— Request —
Copy out every line from the one containing "Trace the outline of every instance of the tattoo" down to the one containing "M452 351L452 346L450", keeping both of those lines and leaving the pictures out of your answer.

━━━ Input for this task ━━━

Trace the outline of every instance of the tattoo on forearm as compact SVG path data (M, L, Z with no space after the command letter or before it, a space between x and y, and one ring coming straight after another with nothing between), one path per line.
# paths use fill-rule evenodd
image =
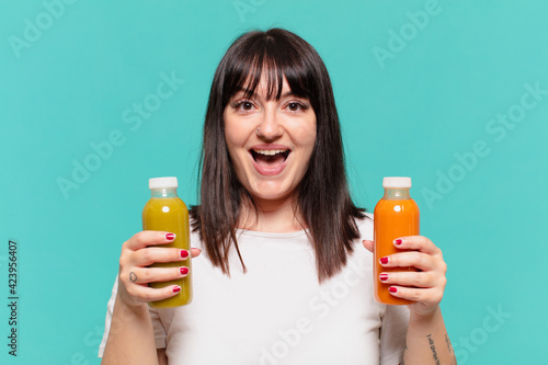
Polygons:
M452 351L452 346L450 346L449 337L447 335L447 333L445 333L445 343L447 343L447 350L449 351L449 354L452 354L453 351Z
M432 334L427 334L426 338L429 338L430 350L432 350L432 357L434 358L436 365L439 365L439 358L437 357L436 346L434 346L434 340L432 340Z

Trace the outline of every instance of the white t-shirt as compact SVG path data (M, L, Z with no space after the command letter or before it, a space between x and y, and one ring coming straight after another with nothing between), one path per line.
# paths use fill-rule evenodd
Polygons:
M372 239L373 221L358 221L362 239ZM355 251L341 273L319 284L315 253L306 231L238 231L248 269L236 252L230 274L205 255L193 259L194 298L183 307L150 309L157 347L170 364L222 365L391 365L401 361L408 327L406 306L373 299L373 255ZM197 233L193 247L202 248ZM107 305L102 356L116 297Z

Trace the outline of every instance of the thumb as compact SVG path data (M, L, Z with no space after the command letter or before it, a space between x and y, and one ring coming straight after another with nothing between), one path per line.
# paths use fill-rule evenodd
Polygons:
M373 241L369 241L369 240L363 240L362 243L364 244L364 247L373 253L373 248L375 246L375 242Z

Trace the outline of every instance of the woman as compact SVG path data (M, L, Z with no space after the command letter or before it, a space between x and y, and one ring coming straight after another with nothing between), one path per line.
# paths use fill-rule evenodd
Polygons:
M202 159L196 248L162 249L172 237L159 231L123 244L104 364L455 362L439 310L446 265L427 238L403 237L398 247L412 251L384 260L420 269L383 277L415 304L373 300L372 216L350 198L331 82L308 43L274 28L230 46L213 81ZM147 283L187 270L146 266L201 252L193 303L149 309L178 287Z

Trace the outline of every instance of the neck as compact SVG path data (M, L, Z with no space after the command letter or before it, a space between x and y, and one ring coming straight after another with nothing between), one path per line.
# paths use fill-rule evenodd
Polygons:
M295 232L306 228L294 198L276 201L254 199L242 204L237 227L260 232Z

━━━
━━━ Input for this task ━━━

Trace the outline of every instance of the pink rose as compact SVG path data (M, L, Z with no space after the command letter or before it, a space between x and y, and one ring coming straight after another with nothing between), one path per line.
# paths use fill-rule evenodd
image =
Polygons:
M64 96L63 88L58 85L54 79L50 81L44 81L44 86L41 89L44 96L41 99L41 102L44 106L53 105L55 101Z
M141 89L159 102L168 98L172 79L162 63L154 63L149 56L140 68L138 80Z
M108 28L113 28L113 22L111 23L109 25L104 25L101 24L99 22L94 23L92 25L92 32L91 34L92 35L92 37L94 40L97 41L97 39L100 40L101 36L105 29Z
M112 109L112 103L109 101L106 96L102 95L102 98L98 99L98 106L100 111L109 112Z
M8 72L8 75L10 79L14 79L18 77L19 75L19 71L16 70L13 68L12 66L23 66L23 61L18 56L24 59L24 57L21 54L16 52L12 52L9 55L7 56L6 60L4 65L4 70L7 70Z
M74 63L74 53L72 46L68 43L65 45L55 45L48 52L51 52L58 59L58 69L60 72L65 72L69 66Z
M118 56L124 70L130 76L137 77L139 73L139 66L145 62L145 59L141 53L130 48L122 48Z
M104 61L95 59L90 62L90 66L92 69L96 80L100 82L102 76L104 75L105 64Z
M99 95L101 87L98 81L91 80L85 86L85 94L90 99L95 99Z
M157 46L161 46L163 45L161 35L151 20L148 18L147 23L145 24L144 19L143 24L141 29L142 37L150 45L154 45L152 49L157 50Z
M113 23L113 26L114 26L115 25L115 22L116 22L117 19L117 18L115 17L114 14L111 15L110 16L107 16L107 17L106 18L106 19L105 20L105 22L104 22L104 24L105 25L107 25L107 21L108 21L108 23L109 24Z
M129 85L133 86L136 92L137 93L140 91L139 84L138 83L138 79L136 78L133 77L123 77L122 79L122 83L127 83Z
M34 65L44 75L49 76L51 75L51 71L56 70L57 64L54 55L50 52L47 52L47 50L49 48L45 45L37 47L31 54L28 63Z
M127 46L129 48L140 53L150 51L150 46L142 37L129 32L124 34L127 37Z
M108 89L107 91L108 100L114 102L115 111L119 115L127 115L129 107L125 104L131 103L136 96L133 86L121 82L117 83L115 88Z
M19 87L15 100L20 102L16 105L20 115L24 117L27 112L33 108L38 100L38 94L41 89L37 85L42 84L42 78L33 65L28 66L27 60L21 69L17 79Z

━━━

— Complete response —
Trace the outline of every instance of the tattoo on forearm as compact SVG path data (M, L, Z with no space after the command letter or before it, a space between x and y, and one ring coming straight after another with nothing between), one path per line.
# paths use fill-rule evenodd
image =
Polygons:
M452 351L452 346L450 346L449 337L447 335L447 333L445 333L445 343L447 343L447 350L449 351L449 354L452 354L453 351Z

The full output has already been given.